**** Data to use

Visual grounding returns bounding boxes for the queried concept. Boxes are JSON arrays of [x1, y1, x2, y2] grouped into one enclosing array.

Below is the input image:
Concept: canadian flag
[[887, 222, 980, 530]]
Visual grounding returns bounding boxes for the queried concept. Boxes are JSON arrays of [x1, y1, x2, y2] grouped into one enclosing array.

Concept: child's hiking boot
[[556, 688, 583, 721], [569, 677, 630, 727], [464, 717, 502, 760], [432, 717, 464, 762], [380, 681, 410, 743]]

********

• **Given exercise**
Return every line of the material above verbatim, in the same order and with nothing added or left out.

• **Worked answer**
Visual grounding returns bounding boxes for the queried concept. Boxes are JSON arrays of [x1, y1, x2, y2] grouped into one enclosing array.

Below is the input image:
Concept: canadian flag
[[887, 222, 980, 530]]
Visual grounding returns bounding boxes for the queried concept. Boxes are JSON arrays of [x1, y1, x2, y2] grouped into one enclosing array.

Concept: child's hiking boot
[[556, 688, 583, 721], [569, 677, 630, 727], [464, 717, 502, 760], [432, 717, 464, 762], [380, 681, 410, 743]]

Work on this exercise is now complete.